- [Listing]
= = = = =
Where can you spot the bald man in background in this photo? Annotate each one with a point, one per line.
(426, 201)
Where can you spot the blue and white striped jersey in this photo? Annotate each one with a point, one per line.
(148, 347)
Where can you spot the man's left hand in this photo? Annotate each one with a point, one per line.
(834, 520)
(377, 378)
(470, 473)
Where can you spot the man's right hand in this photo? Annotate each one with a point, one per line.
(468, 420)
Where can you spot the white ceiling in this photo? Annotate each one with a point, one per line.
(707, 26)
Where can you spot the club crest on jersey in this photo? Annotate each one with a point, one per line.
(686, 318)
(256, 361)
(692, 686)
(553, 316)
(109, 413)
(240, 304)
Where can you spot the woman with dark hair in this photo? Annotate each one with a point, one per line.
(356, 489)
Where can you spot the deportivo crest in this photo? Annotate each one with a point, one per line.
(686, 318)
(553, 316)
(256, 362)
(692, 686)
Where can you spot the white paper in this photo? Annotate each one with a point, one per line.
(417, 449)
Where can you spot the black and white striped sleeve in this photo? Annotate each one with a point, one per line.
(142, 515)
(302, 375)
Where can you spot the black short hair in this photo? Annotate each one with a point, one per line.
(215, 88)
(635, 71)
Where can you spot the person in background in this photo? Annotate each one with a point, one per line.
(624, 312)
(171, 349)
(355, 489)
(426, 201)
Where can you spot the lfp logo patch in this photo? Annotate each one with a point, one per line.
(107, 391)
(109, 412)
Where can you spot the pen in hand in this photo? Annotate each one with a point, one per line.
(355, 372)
= = = = =
- [Task details] Update the listing above, swapping every "Annotate" for "Mark" and leaving everything else untouched.

- [Complete output]
Where can you spot the bald man in background in this photo? Mark each one with a point, one per line.
(426, 201)
Where can you spot the blue and white striped jersey in this photo? Mark each one with a point, one per line.
(148, 347)
Where can you spot the man's left hand in this photo? Mark each one with a point, one per line.
(834, 520)
(377, 378)
(470, 473)
Where can you spot the man's right hand in this photo? Mark each one with a point, one per line.
(468, 420)
Where can you spot the white ceiling in this photo? Mark each one with a point, one per line.
(707, 26)
Where can you spot the club crest on jersey in this photo? Mark each one with a point, one per line.
(686, 318)
(256, 361)
(692, 686)
(553, 316)
(109, 413)
(240, 304)
Where can you spot the woman with dark hair in this photo? Mark each one with a point, one per line.
(356, 489)
Where can you spot the deportivo crest in this photo? Mark each one with a point, one per line.
(686, 318)
(553, 316)
(256, 362)
(692, 686)
Where can you spot the white paper in this photo? Mark each one with a point, one per line.
(417, 449)
Where can you spot the black and white striped sleeve in this photo? Mark each one with a point, one per line.
(142, 515)
(302, 375)
Where can you spot the black short hair in this photo? Mark each one with a point, one per line.
(215, 88)
(635, 71)
Where can you spot the person in background in this photo? Mark each one with a point, one per line.
(624, 312)
(171, 349)
(355, 489)
(426, 201)
Where can you spot the lfp logo patch in this photo? Mark each one with a point, one per line.
(107, 391)
(109, 412)
Where can you spot the pen in hand in this photo? Mark each one with a point, one per line.
(355, 372)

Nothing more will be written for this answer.